Exactly the lines from the one with "Each instance of the rear door window" through the final line of the listing below should appear in the answer, and no others.

══════

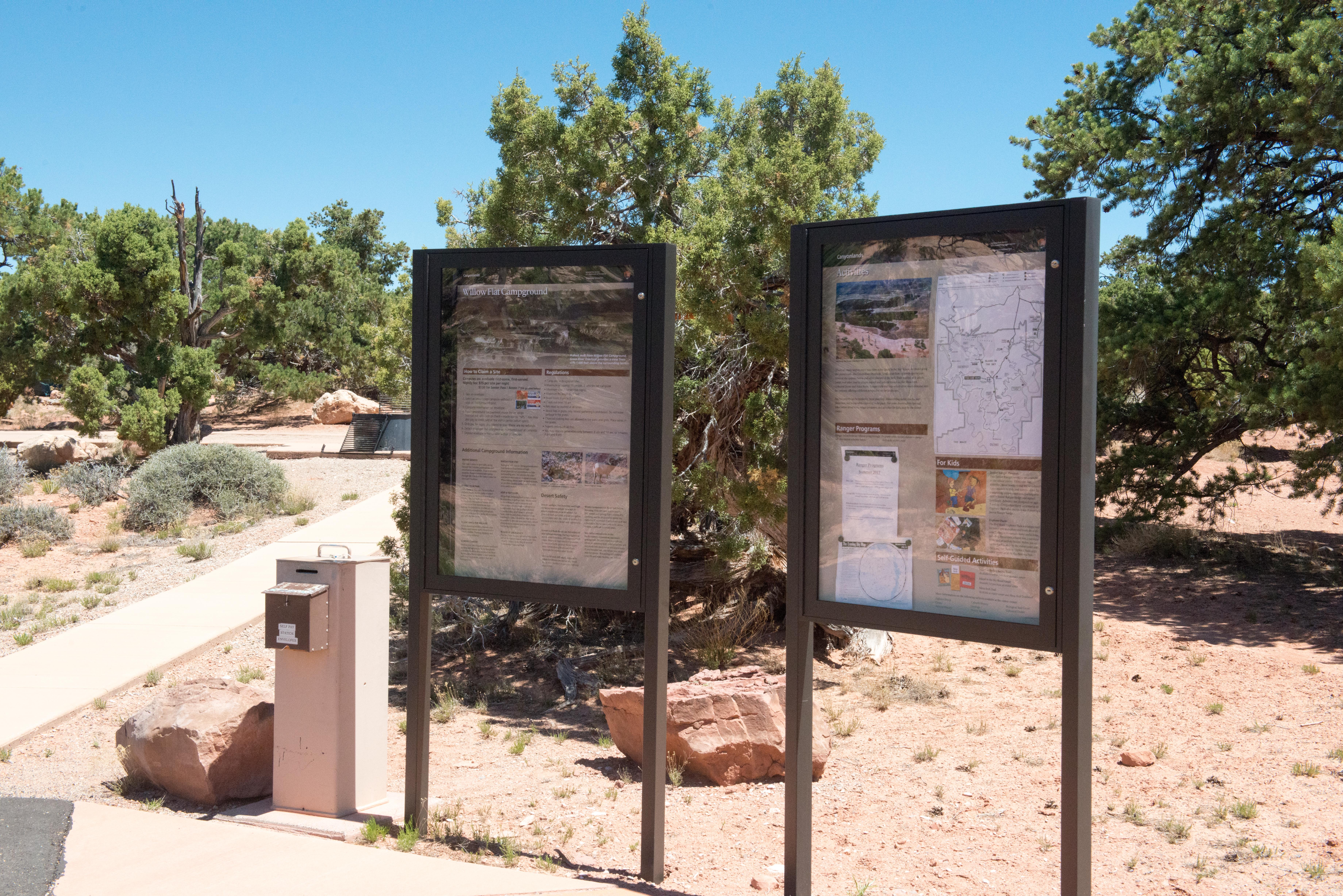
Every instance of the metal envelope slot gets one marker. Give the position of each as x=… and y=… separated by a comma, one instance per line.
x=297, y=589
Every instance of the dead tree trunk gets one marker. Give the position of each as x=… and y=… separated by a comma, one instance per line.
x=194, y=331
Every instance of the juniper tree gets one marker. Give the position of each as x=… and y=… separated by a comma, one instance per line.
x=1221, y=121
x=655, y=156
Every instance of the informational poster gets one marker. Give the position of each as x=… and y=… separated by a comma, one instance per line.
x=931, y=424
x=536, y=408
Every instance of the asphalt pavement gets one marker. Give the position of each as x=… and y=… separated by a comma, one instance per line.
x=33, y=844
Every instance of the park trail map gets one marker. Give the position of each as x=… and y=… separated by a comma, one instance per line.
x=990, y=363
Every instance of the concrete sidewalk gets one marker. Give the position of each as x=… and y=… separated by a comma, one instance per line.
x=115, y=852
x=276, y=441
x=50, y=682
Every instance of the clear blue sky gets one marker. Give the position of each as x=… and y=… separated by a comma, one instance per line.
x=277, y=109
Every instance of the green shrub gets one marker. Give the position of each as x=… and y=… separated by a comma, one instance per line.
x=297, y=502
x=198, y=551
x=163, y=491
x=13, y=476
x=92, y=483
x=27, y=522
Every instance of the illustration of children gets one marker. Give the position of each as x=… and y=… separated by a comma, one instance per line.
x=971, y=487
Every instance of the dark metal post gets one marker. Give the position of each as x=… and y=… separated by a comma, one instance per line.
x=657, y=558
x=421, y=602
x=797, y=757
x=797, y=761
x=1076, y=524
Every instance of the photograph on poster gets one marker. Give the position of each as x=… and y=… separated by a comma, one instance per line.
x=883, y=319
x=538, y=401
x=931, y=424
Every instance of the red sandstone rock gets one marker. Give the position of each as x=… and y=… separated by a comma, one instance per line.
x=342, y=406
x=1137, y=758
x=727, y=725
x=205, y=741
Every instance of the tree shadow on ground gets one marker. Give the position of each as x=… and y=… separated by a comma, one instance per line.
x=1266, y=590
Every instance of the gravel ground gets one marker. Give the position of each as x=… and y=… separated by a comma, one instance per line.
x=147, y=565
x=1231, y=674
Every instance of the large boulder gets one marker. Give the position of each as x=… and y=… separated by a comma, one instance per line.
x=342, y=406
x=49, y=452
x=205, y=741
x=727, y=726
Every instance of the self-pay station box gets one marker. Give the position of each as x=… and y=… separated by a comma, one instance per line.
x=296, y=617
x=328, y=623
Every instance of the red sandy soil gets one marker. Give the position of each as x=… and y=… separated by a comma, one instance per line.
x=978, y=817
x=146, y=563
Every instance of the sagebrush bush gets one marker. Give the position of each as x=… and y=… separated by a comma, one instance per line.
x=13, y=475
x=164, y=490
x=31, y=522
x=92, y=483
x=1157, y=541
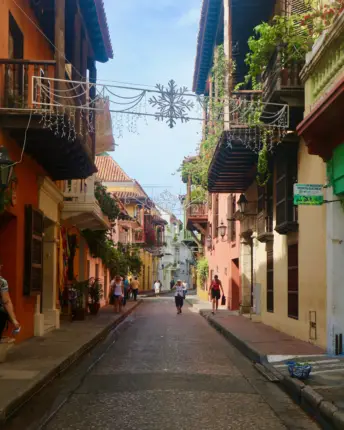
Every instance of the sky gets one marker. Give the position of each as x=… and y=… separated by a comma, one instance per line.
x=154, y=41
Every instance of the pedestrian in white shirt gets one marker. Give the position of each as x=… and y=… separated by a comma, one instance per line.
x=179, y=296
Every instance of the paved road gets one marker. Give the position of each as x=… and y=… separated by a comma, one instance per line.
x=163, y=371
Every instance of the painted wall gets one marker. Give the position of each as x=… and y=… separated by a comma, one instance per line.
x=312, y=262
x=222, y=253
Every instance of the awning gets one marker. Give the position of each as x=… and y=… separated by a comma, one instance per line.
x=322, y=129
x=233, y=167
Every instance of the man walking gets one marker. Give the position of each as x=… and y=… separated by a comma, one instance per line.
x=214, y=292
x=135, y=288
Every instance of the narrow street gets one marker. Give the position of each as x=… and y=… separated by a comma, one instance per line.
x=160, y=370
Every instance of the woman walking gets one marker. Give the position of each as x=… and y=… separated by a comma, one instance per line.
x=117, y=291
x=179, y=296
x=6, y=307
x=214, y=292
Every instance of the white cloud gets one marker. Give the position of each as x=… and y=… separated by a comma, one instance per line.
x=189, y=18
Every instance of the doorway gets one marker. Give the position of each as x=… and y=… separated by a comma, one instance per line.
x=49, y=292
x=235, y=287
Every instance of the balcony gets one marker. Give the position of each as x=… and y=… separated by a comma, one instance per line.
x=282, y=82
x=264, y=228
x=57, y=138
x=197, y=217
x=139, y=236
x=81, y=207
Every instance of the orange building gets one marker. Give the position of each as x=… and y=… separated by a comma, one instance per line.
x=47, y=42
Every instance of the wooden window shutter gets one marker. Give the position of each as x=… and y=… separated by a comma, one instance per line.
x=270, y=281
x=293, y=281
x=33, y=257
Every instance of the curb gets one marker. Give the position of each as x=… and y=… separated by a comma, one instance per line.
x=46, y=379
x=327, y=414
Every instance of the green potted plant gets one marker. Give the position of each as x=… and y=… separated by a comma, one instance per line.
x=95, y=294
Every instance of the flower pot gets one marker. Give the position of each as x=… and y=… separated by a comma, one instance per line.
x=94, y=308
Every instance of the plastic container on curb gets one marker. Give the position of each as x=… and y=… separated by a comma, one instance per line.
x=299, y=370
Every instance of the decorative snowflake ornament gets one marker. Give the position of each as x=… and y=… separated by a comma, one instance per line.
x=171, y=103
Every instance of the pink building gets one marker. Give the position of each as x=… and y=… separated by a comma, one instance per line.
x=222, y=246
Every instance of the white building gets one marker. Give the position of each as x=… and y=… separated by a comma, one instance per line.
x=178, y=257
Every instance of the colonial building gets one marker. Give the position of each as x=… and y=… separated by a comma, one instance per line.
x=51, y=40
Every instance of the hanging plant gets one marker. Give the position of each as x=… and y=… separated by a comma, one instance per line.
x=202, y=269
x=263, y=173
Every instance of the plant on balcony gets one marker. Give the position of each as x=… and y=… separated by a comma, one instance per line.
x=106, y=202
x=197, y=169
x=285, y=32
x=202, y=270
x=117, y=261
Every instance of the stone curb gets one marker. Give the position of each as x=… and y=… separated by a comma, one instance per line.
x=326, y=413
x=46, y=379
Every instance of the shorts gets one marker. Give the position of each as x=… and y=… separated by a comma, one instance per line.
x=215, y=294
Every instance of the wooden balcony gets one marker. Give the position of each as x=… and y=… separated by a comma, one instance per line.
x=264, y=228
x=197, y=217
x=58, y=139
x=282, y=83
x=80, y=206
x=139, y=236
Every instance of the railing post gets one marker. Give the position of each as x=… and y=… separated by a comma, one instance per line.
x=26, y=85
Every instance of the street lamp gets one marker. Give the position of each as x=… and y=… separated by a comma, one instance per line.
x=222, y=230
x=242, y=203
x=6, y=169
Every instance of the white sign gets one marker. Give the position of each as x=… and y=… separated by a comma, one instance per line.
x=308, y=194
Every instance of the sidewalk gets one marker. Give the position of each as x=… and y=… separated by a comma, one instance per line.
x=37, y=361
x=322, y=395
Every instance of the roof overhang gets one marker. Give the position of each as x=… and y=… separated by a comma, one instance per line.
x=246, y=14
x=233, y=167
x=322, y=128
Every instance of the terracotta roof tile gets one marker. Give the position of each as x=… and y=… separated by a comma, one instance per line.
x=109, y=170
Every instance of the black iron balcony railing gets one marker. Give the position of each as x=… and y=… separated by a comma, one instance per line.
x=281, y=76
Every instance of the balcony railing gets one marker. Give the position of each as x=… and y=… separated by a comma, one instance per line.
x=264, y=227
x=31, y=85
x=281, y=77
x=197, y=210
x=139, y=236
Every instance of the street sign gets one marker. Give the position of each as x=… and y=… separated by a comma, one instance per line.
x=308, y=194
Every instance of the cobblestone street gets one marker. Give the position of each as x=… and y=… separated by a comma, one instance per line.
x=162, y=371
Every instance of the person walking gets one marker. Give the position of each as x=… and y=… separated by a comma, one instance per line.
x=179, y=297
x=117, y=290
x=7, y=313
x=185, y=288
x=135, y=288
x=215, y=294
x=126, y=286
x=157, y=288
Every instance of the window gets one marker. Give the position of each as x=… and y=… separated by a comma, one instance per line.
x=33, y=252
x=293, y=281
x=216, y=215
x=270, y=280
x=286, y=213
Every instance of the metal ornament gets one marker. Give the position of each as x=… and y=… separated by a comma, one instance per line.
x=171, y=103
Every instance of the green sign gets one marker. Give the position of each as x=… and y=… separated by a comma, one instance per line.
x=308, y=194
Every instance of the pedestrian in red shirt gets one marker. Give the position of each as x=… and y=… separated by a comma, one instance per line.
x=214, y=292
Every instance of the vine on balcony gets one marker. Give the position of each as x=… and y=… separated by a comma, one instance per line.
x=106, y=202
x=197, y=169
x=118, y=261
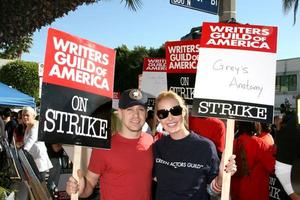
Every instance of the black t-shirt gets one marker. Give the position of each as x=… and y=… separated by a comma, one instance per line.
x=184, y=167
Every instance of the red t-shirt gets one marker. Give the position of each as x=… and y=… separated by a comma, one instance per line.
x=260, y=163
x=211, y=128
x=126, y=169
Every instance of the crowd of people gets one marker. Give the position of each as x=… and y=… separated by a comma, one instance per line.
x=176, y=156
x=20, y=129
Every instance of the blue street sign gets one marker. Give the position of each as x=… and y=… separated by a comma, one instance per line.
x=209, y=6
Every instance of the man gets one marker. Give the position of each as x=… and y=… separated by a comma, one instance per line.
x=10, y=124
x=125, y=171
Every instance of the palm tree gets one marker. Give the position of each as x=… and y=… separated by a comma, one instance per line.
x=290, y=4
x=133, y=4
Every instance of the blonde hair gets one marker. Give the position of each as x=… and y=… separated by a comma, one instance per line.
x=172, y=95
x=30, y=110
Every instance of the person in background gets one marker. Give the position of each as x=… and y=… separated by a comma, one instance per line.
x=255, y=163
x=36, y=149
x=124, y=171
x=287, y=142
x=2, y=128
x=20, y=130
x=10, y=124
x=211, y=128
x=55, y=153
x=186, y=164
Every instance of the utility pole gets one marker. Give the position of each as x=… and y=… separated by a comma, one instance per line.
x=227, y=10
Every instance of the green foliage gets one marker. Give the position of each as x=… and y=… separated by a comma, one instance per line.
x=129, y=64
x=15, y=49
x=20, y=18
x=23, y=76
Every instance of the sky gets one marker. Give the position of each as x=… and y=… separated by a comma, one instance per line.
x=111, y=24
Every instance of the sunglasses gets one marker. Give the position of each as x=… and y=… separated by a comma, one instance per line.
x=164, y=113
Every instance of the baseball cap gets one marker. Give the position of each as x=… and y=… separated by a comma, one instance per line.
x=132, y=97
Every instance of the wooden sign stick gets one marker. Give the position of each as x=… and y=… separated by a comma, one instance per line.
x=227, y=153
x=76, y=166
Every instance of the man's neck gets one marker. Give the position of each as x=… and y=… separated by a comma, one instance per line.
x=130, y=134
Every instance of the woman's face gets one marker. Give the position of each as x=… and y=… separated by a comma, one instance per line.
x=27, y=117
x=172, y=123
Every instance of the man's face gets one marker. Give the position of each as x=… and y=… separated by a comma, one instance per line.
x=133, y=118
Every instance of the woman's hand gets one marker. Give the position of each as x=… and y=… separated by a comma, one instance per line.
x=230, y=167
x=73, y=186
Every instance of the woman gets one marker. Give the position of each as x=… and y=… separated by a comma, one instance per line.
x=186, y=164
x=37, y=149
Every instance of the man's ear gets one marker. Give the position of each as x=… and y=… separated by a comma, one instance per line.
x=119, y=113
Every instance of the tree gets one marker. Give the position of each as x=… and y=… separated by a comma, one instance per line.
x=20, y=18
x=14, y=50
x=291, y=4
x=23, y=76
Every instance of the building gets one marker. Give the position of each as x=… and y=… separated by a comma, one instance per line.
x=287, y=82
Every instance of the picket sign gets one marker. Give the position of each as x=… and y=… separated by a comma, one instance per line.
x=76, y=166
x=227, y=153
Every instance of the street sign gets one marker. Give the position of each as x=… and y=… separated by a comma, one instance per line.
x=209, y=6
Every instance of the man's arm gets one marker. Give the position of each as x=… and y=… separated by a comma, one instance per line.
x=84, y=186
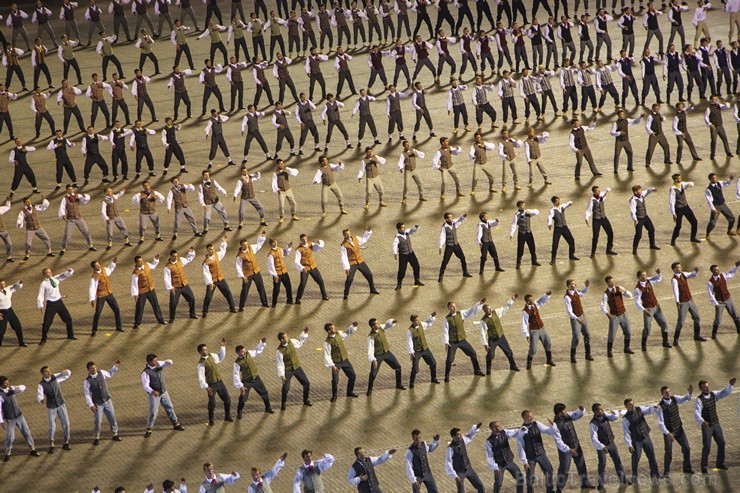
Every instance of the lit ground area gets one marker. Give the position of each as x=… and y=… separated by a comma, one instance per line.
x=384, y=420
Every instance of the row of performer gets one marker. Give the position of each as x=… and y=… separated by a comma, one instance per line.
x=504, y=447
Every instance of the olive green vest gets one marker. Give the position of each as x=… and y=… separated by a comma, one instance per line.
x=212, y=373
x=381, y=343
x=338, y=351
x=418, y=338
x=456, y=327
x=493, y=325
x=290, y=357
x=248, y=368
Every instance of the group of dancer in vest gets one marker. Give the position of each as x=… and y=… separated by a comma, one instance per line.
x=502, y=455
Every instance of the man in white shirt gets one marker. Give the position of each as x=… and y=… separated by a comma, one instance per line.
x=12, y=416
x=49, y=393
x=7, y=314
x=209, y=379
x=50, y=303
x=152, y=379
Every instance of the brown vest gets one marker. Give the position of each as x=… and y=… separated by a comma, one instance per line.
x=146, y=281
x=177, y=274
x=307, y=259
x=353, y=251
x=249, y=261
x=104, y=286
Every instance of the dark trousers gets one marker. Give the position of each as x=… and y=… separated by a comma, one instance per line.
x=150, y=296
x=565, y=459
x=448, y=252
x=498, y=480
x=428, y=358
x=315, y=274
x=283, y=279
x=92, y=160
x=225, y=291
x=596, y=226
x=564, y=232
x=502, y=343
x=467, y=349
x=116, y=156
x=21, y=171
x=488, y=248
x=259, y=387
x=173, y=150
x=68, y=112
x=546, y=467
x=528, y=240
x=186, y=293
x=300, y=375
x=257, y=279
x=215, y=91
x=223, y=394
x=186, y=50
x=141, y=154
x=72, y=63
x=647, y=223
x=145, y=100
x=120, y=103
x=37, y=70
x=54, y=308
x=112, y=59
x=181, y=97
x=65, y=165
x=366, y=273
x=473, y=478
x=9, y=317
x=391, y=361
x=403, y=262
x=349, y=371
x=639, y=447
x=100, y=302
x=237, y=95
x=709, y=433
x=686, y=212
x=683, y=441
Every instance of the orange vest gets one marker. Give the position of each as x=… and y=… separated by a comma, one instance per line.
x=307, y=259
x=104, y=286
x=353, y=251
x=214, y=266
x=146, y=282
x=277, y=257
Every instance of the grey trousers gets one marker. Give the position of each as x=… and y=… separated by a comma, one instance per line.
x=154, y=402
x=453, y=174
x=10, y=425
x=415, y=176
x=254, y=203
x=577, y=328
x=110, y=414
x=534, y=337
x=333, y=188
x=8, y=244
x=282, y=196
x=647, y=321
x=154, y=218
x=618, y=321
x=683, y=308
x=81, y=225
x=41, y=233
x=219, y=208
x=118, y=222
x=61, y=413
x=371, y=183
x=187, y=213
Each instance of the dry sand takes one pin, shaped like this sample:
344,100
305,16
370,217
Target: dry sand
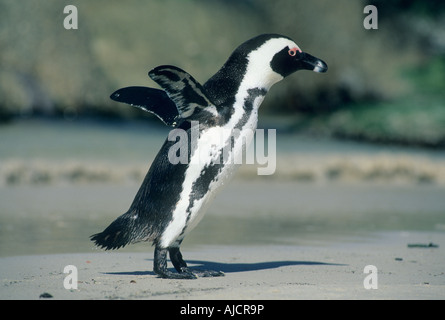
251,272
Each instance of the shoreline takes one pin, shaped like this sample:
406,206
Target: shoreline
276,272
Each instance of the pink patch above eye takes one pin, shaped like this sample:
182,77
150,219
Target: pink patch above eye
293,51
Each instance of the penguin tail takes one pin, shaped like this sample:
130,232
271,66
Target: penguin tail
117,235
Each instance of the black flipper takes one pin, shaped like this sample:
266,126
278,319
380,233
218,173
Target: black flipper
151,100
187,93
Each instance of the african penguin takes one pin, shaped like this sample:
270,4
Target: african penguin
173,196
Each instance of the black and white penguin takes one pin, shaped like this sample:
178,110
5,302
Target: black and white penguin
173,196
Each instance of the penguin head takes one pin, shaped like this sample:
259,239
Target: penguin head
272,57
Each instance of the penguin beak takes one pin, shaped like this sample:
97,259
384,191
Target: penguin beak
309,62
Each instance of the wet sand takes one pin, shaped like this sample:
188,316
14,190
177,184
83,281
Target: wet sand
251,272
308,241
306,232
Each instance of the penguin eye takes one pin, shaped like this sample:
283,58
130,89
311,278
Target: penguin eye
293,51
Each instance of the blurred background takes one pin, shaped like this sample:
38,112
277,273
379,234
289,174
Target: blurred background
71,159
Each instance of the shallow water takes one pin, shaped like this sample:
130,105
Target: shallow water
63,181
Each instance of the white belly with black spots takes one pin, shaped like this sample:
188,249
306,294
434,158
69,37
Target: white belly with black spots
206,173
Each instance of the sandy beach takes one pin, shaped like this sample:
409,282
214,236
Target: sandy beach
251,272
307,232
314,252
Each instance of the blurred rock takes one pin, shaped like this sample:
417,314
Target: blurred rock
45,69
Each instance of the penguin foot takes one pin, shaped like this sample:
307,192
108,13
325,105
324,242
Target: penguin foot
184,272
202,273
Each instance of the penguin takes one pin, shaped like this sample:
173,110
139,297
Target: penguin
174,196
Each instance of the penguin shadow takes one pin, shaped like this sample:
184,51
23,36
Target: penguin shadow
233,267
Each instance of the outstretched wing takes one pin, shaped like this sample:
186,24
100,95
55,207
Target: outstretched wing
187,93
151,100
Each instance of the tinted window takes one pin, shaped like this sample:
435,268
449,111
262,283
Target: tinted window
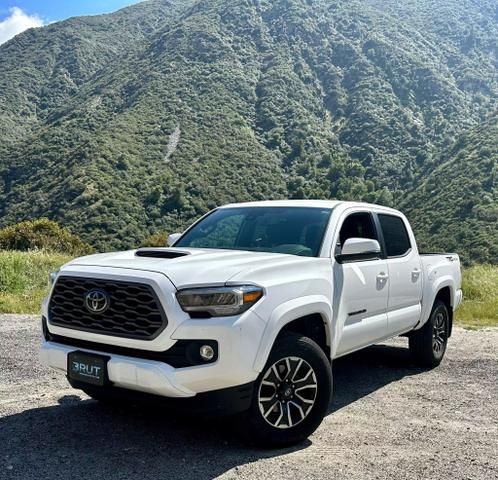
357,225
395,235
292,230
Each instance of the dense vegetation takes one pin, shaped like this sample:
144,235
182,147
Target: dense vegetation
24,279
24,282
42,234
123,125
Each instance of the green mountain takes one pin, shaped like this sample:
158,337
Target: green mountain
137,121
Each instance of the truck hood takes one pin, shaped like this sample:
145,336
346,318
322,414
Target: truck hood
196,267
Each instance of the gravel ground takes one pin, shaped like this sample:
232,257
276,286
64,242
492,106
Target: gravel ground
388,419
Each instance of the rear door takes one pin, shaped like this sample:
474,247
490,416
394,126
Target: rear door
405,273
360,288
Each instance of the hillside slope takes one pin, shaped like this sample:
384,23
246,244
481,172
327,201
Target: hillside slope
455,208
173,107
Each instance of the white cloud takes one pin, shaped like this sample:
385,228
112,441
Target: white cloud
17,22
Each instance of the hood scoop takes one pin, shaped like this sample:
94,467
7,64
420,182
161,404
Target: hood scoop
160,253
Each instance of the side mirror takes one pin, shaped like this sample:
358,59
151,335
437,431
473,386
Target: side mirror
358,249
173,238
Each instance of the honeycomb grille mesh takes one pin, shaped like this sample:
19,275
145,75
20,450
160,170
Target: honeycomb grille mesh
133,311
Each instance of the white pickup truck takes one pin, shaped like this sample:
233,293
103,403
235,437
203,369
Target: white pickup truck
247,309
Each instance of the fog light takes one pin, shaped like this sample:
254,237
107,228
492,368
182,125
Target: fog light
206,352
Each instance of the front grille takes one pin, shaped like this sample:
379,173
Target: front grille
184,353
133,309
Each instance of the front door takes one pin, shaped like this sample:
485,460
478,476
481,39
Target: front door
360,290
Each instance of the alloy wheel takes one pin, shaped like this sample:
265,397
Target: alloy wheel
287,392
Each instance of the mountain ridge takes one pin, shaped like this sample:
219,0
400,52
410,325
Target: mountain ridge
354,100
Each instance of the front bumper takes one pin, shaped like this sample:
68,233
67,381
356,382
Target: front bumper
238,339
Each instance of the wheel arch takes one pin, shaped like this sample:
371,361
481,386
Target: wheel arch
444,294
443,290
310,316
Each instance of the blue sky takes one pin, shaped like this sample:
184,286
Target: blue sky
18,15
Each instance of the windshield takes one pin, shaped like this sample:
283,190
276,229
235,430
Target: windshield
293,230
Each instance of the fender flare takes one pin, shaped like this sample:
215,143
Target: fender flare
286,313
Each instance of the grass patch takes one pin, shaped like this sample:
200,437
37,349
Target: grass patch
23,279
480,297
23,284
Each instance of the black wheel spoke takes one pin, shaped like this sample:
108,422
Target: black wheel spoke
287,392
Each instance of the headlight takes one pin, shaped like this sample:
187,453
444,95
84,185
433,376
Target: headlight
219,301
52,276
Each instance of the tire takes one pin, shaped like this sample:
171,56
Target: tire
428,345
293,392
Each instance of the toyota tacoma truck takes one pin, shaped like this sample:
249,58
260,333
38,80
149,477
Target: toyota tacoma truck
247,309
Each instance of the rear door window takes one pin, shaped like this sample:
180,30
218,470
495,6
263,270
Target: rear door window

══════

## EXPECTED OUTPUT:
Each instance of the rear door window takes one pin, shaped like this sample:
180,30
218,470
495,6
263,270
Target: rear door window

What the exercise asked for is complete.